» Directions
Write out the full set of records below exactly.

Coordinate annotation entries

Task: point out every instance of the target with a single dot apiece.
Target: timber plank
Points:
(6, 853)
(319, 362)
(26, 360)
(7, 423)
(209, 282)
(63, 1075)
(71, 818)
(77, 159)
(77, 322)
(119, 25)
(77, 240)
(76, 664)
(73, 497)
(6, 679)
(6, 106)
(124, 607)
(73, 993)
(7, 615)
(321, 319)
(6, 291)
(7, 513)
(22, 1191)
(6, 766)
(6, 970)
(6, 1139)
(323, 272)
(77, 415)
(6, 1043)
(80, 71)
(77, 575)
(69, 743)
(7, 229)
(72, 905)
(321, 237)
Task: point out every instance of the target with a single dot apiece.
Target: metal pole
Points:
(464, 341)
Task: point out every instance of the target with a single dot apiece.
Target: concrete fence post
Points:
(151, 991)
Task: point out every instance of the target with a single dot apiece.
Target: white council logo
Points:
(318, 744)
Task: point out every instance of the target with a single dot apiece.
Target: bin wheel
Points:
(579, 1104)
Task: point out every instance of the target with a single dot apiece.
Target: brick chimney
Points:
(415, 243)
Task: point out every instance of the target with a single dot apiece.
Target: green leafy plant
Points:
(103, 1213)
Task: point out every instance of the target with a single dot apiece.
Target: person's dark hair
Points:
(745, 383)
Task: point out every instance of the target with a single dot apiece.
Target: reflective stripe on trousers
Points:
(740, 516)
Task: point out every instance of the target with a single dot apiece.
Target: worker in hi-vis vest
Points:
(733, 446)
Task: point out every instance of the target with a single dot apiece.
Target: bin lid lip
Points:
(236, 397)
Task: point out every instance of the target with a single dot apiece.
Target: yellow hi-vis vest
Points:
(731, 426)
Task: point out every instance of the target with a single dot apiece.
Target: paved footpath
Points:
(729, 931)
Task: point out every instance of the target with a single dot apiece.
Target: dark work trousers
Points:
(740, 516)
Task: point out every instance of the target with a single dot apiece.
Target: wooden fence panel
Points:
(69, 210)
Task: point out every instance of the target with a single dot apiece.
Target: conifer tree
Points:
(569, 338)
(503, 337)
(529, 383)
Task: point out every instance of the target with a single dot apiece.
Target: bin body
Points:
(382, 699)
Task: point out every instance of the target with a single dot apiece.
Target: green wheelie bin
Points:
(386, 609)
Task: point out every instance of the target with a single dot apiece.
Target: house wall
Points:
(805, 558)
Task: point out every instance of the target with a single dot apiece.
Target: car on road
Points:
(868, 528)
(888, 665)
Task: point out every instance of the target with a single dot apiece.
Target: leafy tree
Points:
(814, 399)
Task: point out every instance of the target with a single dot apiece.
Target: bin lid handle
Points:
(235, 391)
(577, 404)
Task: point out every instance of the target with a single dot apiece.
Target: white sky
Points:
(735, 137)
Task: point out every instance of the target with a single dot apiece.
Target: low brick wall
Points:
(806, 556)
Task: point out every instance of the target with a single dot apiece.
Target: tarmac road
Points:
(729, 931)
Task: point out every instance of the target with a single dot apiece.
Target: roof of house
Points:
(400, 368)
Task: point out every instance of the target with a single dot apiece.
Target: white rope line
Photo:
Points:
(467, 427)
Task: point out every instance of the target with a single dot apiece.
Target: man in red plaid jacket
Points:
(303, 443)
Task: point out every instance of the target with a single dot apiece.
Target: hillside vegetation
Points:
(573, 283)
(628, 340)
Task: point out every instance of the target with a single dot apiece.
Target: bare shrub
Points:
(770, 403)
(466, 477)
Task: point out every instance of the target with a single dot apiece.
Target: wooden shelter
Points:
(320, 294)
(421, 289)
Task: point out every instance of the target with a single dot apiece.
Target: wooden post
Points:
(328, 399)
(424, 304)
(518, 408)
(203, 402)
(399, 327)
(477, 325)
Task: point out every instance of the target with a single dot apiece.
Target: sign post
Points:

» Solution to this task
Task: point out every instance of the target with a single dot apiece.
Target: timber plank
Points:
(6, 853)
(319, 362)
(26, 360)
(7, 423)
(209, 282)
(63, 1075)
(71, 818)
(77, 159)
(77, 322)
(119, 25)
(77, 240)
(76, 664)
(73, 497)
(6, 679)
(6, 106)
(124, 607)
(73, 993)
(7, 615)
(321, 319)
(6, 291)
(7, 513)
(22, 1191)
(6, 766)
(6, 970)
(6, 1139)
(323, 272)
(77, 415)
(6, 1043)
(80, 71)
(77, 575)
(69, 743)
(7, 229)
(72, 905)
(321, 237)
Task: point out every instance of the target with a single dot apiece.
Target: metal pole
Points:
(464, 341)
Task: point out every instance of the target with a single dot apiece.
Target: concrete fence post
Points:
(151, 991)
Task: point out every instance of the target with a single dot apiece.
Target: white council logo
Points:
(318, 744)
Task: point out every instance of the target with a single dot apiece.
Target: bin wheel
Points:
(579, 1104)
Task: point out every instance of the target with a single dot apiece.
Target: brick chimney
Points:
(415, 243)
Task: point out every instance of the target with a single dot apiece.
Target: green leafy plant
Points:
(103, 1213)
Task: point out every instance of the target with a single dot apiece.
Target: person's dark hair
Points:
(745, 383)
Task: point out every instance of the target with a single dot apiece.
Target: reflective stripe on trousers
Points:
(740, 516)
Task: point out every instance of the target with a single dot apiece.
Target: worker in hi-vis vest
Points:
(733, 446)
Task: point out every instance of the target with a single dot apiece.
Target: bin lid lip
Points:
(236, 397)
Task: point out every instance of the target with a single dot apiece.
Target: yellow hi-vis vest
Points:
(731, 426)
Task: point out every instance of the target with a single dot apiece.
Target: paved footpath
Points:
(729, 931)
Task: point out every instance of the target with a single dot apiece.
Target: dark work trousers
Points:
(740, 516)
Task: point out every instance of the target with a single dot apiece.
Target: wooden fence panel
Points:
(69, 210)
Task: point out every instance of the target with a single dot apiece.
Target: conifer tree
Points:
(569, 338)
(503, 337)
(529, 383)
Task: point out every instance of the target with a single dot apiece.
Target: bin body
Points:
(382, 699)
Task: point out every instance of the target with a single dot apiece.
Target: green wheelie bin
Points:
(386, 609)
Task: point out every instance of the target with a single dot apiece.
Target: house wall
Points:
(805, 558)
Task: point out every instance of the target with a single dot apiece.
Target: car on road
Points:
(868, 528)
(888, 665)
Task: point out every instance of the target with a single dot apiece.
Target: leafy tree
Points:
(814, 399)
Task: point out every instance of the target with a single dot apiece.
Target: bin lid handle
Points:
(235, 391)
(577, 404)
Task: point out every instance of the target with a single dot apiece.
Target: white sky
Points:
(735, 137)
Task: point out every instance of the target with a single dot apiece.
Target: low brick wall
Points:
(806, 556)
Task: point out every instance of the target with a single dot apiece.
Target: tarmac road
Points:
(729, 931)
Task: point out every instance of the target with a single dot apiece.
Target: roof of house
Points:
(400, 368)
Task: point out every instance of the target with a single dot apiece.
Target: white rope line
Photo:
Points:
(467, 427)
Task: point out every instance of the target with a single dot apiece.
Target: man in red plaid jacket
Points:
(303, 443)
Task: point out every instance of the target with a single dot apiece.
Target: hillside vegetation
Points:
(573, 283)
(628, 340)
Task: point out every instance of the target with a single dot apiece.
Target: bare shrub
Points:
(770, 403)
(466, 477)
Task: point out every instance of the target with a single dot apiece.
Target: wooden shelter
Points:
(320, 294)
(421, 289)
Task: point out every instance of the target with a single dot apiece.
Target: wooden post
Points:
(328, 399)
(424, 304)
(518, 408)
(203, 402)
(399, 327)
(477, 325)
Task: point out every instance of the target with a single dot apiece.
Target: sign post
Points:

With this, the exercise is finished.